Records from a collection
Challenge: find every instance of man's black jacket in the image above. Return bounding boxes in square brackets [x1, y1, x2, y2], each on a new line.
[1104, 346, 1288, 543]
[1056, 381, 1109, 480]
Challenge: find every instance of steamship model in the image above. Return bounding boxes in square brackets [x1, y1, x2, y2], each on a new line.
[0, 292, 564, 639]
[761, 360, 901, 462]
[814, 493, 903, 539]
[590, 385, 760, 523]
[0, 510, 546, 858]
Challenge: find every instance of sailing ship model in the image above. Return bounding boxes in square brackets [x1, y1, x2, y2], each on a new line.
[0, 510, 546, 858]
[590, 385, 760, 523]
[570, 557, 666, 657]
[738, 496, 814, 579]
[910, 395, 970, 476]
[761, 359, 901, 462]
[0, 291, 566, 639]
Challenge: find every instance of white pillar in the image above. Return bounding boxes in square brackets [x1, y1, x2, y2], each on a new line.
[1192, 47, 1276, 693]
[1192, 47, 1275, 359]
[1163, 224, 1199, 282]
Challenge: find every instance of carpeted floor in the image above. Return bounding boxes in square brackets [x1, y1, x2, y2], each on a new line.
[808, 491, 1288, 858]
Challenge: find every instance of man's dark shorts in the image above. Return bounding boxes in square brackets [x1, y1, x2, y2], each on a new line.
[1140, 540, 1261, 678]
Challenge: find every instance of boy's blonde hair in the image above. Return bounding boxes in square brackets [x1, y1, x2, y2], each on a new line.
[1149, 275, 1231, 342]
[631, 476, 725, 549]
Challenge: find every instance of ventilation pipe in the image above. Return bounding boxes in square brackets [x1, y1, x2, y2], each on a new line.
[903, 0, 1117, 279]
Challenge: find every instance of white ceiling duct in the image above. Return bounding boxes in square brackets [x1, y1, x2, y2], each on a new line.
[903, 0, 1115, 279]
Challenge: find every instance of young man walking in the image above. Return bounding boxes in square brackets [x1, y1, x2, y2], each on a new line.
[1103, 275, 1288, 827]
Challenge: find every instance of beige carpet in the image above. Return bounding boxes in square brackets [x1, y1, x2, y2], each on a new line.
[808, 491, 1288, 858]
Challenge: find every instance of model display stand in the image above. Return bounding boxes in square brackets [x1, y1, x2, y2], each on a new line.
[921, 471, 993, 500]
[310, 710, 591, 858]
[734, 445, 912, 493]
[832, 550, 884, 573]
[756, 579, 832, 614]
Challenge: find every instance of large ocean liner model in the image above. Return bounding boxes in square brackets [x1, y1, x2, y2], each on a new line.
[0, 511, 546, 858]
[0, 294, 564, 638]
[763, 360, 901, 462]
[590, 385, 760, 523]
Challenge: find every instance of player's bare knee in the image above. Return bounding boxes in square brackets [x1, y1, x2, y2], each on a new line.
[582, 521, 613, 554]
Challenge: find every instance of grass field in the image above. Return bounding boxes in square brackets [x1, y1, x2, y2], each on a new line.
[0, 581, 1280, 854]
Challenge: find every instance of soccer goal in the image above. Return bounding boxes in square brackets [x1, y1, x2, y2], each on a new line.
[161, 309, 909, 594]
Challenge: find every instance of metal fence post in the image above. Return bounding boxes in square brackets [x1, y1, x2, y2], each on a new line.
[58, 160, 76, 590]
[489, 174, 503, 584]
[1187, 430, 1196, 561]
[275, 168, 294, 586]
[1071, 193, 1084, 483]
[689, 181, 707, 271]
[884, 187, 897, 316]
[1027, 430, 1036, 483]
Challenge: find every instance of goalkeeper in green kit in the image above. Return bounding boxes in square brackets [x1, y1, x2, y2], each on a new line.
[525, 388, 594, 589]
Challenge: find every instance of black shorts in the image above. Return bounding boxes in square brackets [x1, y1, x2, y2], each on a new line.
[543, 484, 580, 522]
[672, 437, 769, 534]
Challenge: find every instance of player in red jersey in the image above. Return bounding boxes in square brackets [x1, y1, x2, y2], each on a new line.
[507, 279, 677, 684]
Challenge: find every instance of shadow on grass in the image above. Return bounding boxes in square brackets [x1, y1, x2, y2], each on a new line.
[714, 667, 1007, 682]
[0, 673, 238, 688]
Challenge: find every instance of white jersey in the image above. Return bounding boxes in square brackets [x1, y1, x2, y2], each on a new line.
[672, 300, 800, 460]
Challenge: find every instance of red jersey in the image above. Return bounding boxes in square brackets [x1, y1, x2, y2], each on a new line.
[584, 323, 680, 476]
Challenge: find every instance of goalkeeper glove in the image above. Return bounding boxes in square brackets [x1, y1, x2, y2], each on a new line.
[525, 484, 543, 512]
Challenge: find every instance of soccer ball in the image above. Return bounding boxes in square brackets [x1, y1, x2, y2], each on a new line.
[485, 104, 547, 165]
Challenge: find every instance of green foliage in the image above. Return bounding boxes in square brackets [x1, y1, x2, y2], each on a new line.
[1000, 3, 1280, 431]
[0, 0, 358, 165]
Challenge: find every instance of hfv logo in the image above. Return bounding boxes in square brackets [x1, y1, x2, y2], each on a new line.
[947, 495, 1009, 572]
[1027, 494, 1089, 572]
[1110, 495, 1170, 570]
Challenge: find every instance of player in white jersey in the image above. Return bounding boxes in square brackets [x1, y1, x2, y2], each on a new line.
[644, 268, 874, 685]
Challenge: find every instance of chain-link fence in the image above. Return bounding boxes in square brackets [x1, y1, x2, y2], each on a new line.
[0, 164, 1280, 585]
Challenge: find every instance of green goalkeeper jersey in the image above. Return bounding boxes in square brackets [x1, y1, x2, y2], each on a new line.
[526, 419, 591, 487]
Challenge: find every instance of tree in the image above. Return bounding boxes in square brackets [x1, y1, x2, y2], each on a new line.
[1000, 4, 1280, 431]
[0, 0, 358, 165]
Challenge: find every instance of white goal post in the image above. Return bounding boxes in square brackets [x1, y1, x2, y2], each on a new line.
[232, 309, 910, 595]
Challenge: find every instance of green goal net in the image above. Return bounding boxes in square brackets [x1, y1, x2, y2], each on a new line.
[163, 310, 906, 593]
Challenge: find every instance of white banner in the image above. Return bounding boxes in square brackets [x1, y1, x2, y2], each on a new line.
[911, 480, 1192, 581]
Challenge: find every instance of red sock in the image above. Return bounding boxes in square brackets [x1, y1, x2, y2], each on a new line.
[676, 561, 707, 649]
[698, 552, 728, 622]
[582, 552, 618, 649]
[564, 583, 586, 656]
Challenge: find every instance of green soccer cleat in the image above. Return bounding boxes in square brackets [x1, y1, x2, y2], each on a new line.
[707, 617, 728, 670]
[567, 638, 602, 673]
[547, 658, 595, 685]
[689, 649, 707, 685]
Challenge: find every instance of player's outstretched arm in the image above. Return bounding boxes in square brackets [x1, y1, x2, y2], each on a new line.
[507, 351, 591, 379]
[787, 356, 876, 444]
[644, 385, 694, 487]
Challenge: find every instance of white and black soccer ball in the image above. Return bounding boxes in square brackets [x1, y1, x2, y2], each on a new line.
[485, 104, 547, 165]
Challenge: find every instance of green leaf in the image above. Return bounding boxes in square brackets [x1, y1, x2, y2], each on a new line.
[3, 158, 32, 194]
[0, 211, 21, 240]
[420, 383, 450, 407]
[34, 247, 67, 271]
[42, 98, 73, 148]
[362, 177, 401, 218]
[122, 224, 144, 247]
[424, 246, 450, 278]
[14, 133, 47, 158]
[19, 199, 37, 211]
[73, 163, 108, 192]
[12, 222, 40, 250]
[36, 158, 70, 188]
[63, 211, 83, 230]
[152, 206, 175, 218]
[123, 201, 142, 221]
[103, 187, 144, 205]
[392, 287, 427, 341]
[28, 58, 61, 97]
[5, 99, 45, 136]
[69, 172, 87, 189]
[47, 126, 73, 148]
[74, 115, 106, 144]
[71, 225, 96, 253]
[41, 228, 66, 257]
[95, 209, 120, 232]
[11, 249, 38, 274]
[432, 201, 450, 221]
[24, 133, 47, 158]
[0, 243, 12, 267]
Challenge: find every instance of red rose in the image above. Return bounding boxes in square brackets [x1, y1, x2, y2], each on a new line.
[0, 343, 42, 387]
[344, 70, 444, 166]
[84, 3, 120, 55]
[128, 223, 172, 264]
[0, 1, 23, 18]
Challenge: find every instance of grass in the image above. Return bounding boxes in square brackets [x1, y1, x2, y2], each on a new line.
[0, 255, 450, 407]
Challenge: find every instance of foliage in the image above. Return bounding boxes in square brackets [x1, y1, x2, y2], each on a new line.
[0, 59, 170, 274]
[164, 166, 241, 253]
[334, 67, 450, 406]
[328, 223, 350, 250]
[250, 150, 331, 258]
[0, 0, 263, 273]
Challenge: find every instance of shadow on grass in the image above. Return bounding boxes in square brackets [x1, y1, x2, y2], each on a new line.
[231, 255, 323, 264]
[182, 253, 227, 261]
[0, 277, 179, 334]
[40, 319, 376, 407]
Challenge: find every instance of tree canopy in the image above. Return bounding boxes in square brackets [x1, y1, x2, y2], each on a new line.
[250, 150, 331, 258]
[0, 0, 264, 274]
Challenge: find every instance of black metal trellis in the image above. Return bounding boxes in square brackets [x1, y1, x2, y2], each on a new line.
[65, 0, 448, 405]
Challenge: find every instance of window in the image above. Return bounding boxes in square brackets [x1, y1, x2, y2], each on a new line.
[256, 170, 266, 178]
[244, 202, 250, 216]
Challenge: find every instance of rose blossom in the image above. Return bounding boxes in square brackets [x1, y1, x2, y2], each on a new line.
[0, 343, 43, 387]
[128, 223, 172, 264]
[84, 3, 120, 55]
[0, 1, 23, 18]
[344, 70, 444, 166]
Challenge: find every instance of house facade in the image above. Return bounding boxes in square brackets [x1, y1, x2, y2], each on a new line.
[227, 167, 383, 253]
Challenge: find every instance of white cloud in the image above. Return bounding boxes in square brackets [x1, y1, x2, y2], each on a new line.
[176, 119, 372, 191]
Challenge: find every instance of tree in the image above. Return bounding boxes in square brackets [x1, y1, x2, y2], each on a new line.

• Directive:
Reproduce the part of the rows above that opens with the line containing "Challenge: find every instance of boy's" and closes with the line containing "[756, 579, 832, 614]". Swap "beige carpet" for "tan carpet" and keep everything else the same.

• Worked answer:
Challenge: find every instance of boy's blonde hair in the image above. Return bounding boxes in square brackets [x1, y1, x2, y2], each on a new line.
[1149, 275, 1231, 342]
[631, 476, 725, 549]
Challenge: find every instance of ventilation pipe in the image above. Return bounding boxes in square brackets [x1, y1, x2, y2], each on a new line.
[903, 0, 1117, 279]
Challenge: find every instance of white ceiling duct in the image above. Return bounding boxes in square brackets [x1, y1, x2, y2], each on a new line.
[903, 0, 1115, 279]
Challenge: find every instance of young man walking in the image above. Return bounding boxes in square brackets [x1, y1, x2, y2], each on a new line.
[1103, 275, 1288, 827]
Challenge: find every instance of tan carpet in the image above. Return bounding boxes in square brackets [x1, y1, x2, y2], each on a new line.
[808, 491, 1288, 858]
Challenge: find every instance of model display stand in the image above. Return bounding boxes in square brackets [x1, y1, x2, y2], each on a new line.
[921, 471, 993, 500]
[310, 710, 591, 858]
[734, 445, 912, 493]
[832, 550, 884, 573]
[756, 579, 832, 614]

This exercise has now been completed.